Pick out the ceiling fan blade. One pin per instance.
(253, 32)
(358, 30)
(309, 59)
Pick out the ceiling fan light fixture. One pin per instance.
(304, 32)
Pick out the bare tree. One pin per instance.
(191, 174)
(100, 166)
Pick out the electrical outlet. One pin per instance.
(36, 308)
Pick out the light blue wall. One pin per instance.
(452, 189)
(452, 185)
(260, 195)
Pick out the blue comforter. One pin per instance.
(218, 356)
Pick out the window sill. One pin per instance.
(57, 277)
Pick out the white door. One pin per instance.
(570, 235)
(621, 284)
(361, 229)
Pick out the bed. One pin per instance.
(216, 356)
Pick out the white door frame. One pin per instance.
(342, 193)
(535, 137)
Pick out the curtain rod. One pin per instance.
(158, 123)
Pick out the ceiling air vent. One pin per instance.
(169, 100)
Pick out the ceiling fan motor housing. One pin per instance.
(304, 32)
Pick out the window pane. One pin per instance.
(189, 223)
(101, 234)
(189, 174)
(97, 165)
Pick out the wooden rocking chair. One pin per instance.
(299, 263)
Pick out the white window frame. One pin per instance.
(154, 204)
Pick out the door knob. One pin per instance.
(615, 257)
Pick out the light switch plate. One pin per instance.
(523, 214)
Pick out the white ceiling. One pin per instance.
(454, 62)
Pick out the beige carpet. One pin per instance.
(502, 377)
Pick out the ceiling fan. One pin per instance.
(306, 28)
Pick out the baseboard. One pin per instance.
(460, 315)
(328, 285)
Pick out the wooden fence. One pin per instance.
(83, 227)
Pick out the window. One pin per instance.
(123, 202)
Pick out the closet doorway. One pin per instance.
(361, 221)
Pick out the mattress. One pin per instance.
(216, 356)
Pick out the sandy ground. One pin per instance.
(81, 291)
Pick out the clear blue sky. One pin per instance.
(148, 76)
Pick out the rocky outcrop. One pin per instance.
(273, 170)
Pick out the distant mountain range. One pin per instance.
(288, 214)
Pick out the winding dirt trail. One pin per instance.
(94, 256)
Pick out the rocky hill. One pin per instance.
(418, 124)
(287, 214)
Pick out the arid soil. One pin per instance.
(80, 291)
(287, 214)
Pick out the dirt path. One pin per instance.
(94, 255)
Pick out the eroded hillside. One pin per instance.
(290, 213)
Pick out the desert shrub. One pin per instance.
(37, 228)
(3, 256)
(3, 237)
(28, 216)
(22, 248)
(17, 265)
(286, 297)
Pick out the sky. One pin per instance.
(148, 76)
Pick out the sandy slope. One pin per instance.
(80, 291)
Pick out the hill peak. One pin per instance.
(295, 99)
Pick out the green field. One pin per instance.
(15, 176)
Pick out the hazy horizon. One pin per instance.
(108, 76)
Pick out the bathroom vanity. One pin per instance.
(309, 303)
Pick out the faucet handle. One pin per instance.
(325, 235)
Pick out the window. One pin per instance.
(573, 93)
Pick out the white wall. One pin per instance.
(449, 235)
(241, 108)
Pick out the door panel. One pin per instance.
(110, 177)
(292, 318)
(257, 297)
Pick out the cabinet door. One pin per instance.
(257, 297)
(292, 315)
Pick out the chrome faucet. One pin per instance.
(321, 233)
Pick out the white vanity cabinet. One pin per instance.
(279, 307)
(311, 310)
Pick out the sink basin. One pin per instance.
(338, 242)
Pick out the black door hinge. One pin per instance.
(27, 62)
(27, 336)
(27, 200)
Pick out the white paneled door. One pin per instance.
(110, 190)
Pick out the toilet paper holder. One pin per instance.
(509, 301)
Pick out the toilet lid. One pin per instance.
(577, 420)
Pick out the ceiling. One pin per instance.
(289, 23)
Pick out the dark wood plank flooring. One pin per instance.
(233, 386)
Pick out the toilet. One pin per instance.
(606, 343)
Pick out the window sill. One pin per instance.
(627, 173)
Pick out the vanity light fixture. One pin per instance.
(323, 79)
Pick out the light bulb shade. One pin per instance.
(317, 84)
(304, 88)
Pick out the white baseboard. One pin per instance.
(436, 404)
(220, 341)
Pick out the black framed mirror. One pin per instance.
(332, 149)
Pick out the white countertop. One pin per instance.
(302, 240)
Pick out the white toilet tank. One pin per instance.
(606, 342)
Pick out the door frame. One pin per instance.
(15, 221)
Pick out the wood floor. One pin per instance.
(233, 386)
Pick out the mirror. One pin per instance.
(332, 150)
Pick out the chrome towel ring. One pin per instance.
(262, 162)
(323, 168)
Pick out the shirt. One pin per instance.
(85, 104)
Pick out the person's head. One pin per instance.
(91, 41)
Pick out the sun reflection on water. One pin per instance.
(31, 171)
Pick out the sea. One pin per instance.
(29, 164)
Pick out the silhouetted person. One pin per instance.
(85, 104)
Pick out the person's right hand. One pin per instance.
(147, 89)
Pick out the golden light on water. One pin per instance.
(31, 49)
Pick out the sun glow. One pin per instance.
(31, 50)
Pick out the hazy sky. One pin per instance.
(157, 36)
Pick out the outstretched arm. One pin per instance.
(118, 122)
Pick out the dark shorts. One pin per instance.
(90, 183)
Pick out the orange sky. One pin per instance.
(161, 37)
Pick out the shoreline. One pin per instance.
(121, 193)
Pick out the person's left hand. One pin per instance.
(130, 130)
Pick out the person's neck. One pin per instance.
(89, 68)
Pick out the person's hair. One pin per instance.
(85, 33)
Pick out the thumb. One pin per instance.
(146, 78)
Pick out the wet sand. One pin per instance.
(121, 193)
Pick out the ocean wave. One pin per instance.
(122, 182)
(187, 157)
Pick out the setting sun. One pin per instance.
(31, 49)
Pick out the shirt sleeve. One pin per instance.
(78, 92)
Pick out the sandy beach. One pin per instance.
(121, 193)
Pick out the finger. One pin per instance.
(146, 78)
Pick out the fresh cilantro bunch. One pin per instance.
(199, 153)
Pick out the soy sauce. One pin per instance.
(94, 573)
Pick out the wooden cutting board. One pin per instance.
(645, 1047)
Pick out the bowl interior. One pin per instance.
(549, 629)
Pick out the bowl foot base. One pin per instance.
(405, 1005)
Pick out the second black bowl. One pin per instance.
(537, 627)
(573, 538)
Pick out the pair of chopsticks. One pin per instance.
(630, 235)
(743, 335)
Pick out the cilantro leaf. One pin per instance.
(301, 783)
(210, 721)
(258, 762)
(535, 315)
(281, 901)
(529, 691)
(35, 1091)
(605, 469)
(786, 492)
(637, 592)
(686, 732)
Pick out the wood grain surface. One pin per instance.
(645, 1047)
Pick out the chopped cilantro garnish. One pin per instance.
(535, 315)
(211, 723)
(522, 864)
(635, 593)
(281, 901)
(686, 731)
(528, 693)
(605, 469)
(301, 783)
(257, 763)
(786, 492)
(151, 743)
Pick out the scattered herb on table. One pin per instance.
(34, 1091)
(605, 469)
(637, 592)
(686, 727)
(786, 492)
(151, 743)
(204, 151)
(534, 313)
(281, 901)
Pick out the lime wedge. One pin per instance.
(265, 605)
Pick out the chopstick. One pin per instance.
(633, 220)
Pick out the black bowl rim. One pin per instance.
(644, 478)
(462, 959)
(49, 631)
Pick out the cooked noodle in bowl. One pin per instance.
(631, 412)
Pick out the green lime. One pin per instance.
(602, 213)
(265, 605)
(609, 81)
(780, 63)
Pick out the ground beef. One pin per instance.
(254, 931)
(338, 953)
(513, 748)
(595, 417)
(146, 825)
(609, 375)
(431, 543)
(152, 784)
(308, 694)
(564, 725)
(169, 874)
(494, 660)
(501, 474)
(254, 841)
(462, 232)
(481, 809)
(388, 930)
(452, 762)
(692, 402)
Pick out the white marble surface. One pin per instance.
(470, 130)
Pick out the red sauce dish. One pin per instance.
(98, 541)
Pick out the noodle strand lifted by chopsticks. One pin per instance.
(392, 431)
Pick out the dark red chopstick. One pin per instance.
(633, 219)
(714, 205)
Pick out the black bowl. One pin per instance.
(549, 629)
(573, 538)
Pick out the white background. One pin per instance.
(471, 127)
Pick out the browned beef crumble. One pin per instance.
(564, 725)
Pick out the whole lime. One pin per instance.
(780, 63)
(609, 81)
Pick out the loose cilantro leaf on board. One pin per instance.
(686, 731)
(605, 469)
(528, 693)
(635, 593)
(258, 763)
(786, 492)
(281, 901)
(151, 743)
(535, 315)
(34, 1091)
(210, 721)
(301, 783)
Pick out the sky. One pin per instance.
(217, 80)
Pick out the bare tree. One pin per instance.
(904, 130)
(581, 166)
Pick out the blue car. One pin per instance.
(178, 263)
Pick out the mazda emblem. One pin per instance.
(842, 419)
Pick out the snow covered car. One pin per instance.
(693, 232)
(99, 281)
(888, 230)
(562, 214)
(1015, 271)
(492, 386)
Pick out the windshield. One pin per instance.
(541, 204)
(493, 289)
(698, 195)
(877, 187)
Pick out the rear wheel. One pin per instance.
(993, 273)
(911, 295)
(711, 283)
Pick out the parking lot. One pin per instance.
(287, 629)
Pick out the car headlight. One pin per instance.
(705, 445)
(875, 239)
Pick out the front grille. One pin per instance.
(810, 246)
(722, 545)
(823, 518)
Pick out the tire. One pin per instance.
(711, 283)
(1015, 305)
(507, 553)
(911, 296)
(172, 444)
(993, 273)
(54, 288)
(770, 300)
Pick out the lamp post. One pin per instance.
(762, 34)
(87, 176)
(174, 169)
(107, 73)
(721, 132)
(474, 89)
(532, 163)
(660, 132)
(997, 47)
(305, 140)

———

**WHAT TO PRODUCE**
Could you rewrite the stretch of lines above that opens with the line containing "Pick out the ocean" and closes with the line containing "(405, 1005)", both included, as a numbered list with any blank lines dropped?

**EXERCISE OUTPUT**
1. Pick out the ocean wave. One pin per instance.
2. (122, 182)
3. (187, 157)
4. Pick out the setting sun. One pin per instance.
5. (31, 49)
6. Pick out the shirt sleeve. One pin per instance.
7. (78, 92)
8. Pick out the sandy beach. One pin per instance.
9. (121, 193)
10. Pick out the finger. One pin per instance.
11. (146, 78)
12. Pick out the fresh cilantro bunch. One pin per instance.
13. (199, 153)
14. Pick out the soy sauce. One pin per instance.
15. (94, 573)
16. Pick out the wooden cutting board. One pin per instance.
17. (645, 1047)
18. Pick out the bowl interior. One pin per instance.
19. (549, 629)
20. Pick out the bowl foot base. One pin per instance.
21. (405, 1005)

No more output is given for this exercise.